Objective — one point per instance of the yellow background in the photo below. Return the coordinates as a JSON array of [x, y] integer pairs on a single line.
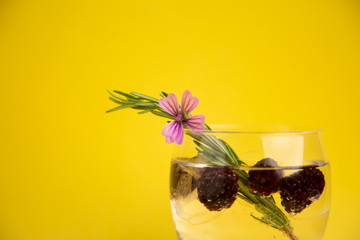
[[68, 171]]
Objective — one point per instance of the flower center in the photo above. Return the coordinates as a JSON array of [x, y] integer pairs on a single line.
[[179, 117]]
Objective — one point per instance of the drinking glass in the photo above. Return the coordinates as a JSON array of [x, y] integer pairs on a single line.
[[250, 182]]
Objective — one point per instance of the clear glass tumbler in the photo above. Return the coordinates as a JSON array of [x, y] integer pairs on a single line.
[[250, 183]]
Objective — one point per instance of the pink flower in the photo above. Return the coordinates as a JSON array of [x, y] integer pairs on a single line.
[[174, 131]]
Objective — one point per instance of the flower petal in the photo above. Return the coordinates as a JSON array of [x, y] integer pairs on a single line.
[[170, 104], [174, 132], [188, 102], [196, 122]]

PROBLEM STATEMENT >> All the material above should be written out exactly, with images omitted.

EXERCISE ANSWER >>
Objective — one point per instance of the yellow background in the photo below. Return the coordinates as a JSON array of [x, y] integer pairs on a single line.
[[68, 171]]
Objective — one point per instance of the flower center in the photo above. Return the coordinates as a JSON array of [x, y] integer pairs on a single line.
[[179, 117]]
Objective — one point per instance of the drinking glass in the photo above. Return the coordinates as a JSON array of [x, y] integer pairs on a single line.
[[250, 182]]
Objective — one point per instance of the clear glass tumbler in the photo above. Return the coordinates as a JSON array of [x, y] integer pairs on a single line.
[[250, 183]]
Objective — one point per instance of the pink flower in the photo above. Return the coordinates as a JSON array of [x, y] integer pairs on a single line.
[[174, 131]]
Objective — one point per instance of the flower petal in the photo above. Return the coordinates as a JSON array of [x, y] integer pairs on a single line.
[[170, 104], [174, 132], [188, 102], [196, 122]]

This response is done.